SHORT TASK
Print each of the entries exactly, leaving nothing out.
[Start of DATA RECORDS]
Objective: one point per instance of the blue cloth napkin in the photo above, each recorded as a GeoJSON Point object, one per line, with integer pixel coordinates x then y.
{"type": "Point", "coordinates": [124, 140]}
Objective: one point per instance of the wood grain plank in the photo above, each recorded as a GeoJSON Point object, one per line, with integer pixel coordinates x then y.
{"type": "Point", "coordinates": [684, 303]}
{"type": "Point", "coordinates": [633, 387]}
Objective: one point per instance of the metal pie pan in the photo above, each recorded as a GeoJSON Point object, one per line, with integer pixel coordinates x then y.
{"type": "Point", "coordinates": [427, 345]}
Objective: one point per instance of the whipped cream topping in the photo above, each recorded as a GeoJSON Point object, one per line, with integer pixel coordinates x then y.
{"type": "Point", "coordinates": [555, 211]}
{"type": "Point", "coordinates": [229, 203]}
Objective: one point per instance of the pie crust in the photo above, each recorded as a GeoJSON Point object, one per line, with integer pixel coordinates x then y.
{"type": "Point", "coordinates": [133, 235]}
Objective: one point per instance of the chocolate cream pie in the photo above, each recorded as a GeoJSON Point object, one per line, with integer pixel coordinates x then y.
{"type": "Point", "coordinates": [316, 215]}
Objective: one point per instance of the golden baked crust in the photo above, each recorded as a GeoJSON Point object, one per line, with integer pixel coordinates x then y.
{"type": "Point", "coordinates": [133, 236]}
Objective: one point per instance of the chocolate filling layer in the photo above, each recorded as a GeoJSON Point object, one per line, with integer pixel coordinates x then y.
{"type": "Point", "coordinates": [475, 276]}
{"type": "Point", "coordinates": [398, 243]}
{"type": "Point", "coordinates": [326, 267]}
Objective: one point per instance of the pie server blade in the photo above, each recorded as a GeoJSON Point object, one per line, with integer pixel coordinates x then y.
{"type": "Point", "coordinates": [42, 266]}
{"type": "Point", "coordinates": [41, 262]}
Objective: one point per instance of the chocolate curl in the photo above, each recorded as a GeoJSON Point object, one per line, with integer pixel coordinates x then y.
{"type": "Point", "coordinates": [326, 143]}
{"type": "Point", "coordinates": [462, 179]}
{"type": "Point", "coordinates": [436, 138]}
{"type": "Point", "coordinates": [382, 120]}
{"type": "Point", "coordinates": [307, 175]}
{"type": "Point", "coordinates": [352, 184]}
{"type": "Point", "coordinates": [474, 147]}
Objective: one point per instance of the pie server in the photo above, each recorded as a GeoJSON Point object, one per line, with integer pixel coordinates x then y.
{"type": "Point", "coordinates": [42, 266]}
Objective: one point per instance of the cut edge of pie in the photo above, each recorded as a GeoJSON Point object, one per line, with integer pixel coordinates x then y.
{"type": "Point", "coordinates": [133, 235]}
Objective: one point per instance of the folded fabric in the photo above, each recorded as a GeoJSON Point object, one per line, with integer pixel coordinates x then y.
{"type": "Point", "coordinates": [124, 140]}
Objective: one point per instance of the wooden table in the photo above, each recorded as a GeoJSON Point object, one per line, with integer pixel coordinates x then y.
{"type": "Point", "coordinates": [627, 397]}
[End of DATA RECORDS]
EXPECTED ANSWER
Objective: one point per instance of the blue cloth napkin in the photo above, each recorded as a GeoJSON Point object, one per line, with integer pixel coordinates x then y.
{"type": "Point", "coordinates": [124, 140]}
Objective: one point per instance of the wood grain plank in the photo above, each recorded as a GeoJSON Point object, one per line, with integer pixel coordinates x then y.
{"type": "Point", "coordinates": [684, 303]}
{"type": "Point", "coordinates": [633, 387]}
Objective: one point per instance of the metal pie pan in the photo above, each recorded as a GeoJSON Point object, one per line, with integer pixel coordinates x then y.
{"type": "Point", "coordinates": [427, 345]}
Objective: one point per instance of the whipped cream topping in the photo above, each recorded as a GeoJSON Point object, one per line, with integer pixel coordinates x then y.
{"type": "Point", "coordinates": [555, 211]}
{"type": "Point", "coordinates": [229, 203]}
Objective: one point per instance of the pie crust in the photo above, each recorded as a GeoJSON Point object, one per line, with integer pixel coordinates x then y.
{"type": "Point", "coordinates": [133, 235]}
Objective: one point per instance of the chocolate cream pie in the photo above, each recorded as a GeoJSON Point object, one per line, with integer pixel coordinates x then y.
{"type": "Point", "coordinates": [316, 215]}
Objective: one point per instance of the golden baked crust in the photo above, each recorded as a GeoJSON Point object, one per line, with integer pixel coordinates x then y.
{"type": "Point", "coordinates": [133, 236]}
Objective: one point per instance of the chocolate filling layer in the photo above, each recorded as a GeoJSON Point object, one per line, with integer pixel coordinates x then y.
{"type": "Point", "coordinates": [475, 276]}
{"type": "Point", "coordinates": [398, 243]}
{"type": "Point", "coordinates": [326, 267]}
Objective: one point per instance of the pie server blade in the photo above, each recorded as a GeoJSON Point object, one per line, with integer pixel coordinates x then y.
{"type": "Point", "coordinates": [42, 266]}
{"type": "Point", "coordinates": [41, 262]}
Objective: one point per instance of the chocolate curl in the photo above, each recorded as a GeoJSON Point object, one per line, with integer pixel coordinates x then y.
{"type": "Point", "coordinates": [326, 143]}
{"type": "Point", "coordinates": [462, 179]}
{"type": "Point", "coordinates": [436, 138]}
{"type": "Point", "coordinates": [382, 120]}
{"type": "Point", "coordinates": [307, 175]}
{"type": "Point", "coordinates": [352, 184]}
{"type": "Point", "coordinates": [474, 147]}
Objective: one point per instance of the pie server in the photo above, each recorded as a GeoJSON Point object, one per line, with integer pixel coordinates x then y.
{"type": "Point", "coordinates": [42, 266]}
Objective: one point per instance of the cut edge of pie in the photo above, each recorded as a GeoJSON Point object, one per line, with integer pixel coordinates x then y.
{"type": "Point", "coordinates": [133, 235]}
Objective: one point per instance of the folded fabric in the photo above, each recorded as a GeoJSON Point object, one per line, with integer pixel coordinates x then y.
{"type": "Point", "coordinates": [124, 140]}
Objective: one point per instance of the wooden table in the photo above, each recorded as a GeoJSON Point object, one per line, with integer pixel coordinates x then y.
{"type": "Point", "coordinates": [627, 397]}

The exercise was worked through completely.